**GOAL OF THE EXERCISE**
Please format each line of the data below as a numbered list, omitting blank lines and leaving the pictures out of your answer.

**PROVIDED MATERIAL**
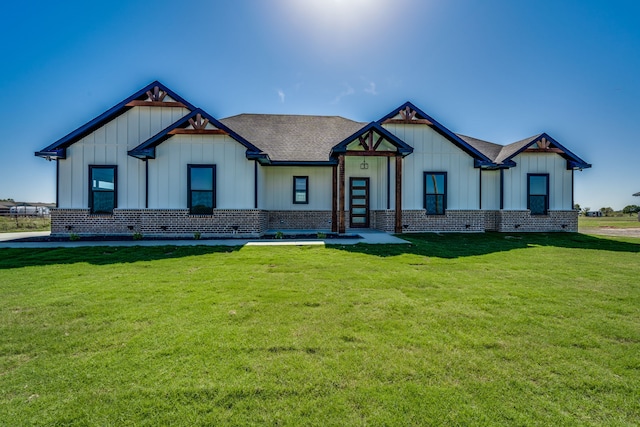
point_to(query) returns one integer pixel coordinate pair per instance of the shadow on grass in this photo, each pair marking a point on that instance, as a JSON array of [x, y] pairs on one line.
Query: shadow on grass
[[17, 258], [456, 245]]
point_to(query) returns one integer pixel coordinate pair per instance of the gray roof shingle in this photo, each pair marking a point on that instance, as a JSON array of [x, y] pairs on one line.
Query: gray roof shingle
[[291, 137]]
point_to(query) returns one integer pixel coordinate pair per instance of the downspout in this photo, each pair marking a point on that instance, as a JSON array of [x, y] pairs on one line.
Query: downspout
[[501, 189], [255, 184], [57, 183], [573, 202], [480, 187], [388, 183], [146, 183]]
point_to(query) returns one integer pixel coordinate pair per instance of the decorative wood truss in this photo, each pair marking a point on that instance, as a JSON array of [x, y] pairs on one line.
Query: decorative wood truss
[[543, 145], [369, 147], [155, 99], [198, 126], [408, 117]]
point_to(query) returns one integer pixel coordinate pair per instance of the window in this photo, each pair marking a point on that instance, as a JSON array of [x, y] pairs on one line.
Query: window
[[103, 194], [300, 189], [201, 189], [538, 193], [435, 192]]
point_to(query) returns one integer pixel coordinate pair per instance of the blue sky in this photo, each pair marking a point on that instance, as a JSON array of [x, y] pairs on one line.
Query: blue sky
[[499, 70]]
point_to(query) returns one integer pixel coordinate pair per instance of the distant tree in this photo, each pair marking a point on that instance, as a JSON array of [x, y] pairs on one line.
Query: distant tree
[[608, 211]]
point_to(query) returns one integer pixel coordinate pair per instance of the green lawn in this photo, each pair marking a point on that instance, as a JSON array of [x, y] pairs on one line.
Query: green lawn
[[612, 222], [14, 224], [486, 329]]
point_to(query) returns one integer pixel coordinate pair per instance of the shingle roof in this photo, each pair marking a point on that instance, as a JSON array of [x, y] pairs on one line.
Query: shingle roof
[[487, 148], [57, 149], [291, 137], [510, 149]]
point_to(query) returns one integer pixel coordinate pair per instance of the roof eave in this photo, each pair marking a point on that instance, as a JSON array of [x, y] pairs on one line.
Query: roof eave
[[60, 153]]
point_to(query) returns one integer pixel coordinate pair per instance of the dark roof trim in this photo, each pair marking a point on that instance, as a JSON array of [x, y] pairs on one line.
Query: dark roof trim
[[147, 150], [442, 131], [58, 149], [573, 161], [300, 163], [402, 147]]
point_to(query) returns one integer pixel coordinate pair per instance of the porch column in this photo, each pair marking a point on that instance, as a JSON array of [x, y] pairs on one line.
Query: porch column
[[398, 227], [341, 227], [334, 199]]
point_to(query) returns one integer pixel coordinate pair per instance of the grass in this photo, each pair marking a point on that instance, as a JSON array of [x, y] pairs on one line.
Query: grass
[[490, 329], [609, 222], [10, 224]]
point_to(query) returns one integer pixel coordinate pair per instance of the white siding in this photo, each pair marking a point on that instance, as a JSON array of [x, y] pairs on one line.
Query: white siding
[[515, 180], [490, 189], [434, 153], [377, 174], [168, 171], [109, 145], [277, 187]]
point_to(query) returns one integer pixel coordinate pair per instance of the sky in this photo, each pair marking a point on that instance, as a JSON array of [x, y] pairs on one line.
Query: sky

**ANSWER FOR THIS EXERCISE**
1. point_to(query) returns one integer pixel coordinate pair per instance of the shadow on grass in this photo, each pair marking a point on that instance, as a JSON array of [x, y] pairs on one line.
2. Query: shadow on grass
3. [[17, 258], [456, 245]]
4. point_to(query) returns one integer pixel coordinate pair per instance of the gray roof shingle in this photo, each pair marking a point on that instance, as a JSON array of [x, y] pairs on one line.
5. Query: gray roof shingle
6. [[291, 137]]
7. point_to(query) returns one integer pixel coordinate pair per instance of the downspout in this photo, each pair marking a point on that instance, as a JSON array of [x, y] pairs on one line.
8. Query: downspout
9. [[501, 189], [255, 184], [57, 183], [573, 202], [480, 187], [388, 183], [146, 183]]
10. point_to(query) returns one integer pixel coordinate pair per instance of the decorative wood truss in this photo, each pair marking a point on that instance, as a JSON array of [x, y] pairs on one line.
11. Query: decorative wood truss
12. [[543, 145], [369, 147], [155, 99], [198, 126], [408, 117]]
13. point_to(query) returns one integer pixel coordinate pair per instance of the window in this photo, each pair marking a point on that instance, as a JSON array of [x, y] pairs on one line.
14. Query: window
15. [[103, 194], [300, 189], [201, 189], [538, 193], [435, 192]]
16. point_to(query) returns one integer pixel coordinate pair per instance of the blue sky in this photo, each pair marking a point on that instance, as a JSON array of [x, y] pairs on one line.
17. Query: blue sky
18. [[499, 70]]
19. point_to(query) returns one integer pixel coordinate pair per instance of the distant tree in this photo, each pair marking a point on that instance, as a JSON array of [x, y] pairs on one line.
20. Query: distant tree
21. [[608, 211]]
22. point_to(query) returns one integer pixel coordinate pair per instance of the green lawn in this photo, each pair marking a point on that instance, as a JSON array of [x, y] pairs on one line.
23. Query: green lawn
24. [[612, 222], [14, 224], [486, 329]]
25. point_to(query) returns one integer pixel coordinate pair per instance of the shingle roof in this photo, each pair marking a point on that instance, as a JSON array of [x, y] pairs on one line.
26. Query: shingle roof
27. [[487, 148], [57, 149], [291, 137], [510, 149]]
28. point_to(query) returns one integer pixel coordinate pair per instance of the roof eave in this photo, each pair marking a point on that instance, as a JSON array of [x, y] pairs on one line.
29. Query: roof eave
30. [[60, 153]]
31. point_to(query) returns one integer pixel coordinate pair per instance of the dark roof trim in this photo, each pair marking a point on that instance, as a JSON array of [x, y] pairs on one line.
32. Query: dark roof trim
33. [[147, 150], [442, 131], [58, 149], [573, 161], [300, 163], [402, 147]]
34. point_to(query) returns one integer pixel coordinate pair per instance of the porch column in this photo, each pair marking a point on that instance, as a JSON array of [x, y] pairs on one line.
35. Query: porch column
36. [[398, 227], [341, 227], [334, 199]]
37. point_to(query) returns one integer pixel coordinate pair per instance of the grass in this photo, each pair marking a point on that instance, as a JSON array of [x, y] pairs on one line.
38. Query: grass
39. [[490, 329], [609, 222], [10, 224]]
40. point_to(query) returns one integer pixel coordinate pair per instance of the white siding in this photo, each pair marking a point on that instance, as a JSON array of [x, y] pairs on one line.
41. Query: white siding
42. [[515, 180], [490, 189], [434, 153], [377, 174], [168, 171], [109, 145], [277, 187]]
43. point_to(query) returns one integer pixel coordinate pair per instance of the sky in this photo, each pair marking a point on that instance, as a JSON array of [x, y] pairs on one line.
44. Query: sky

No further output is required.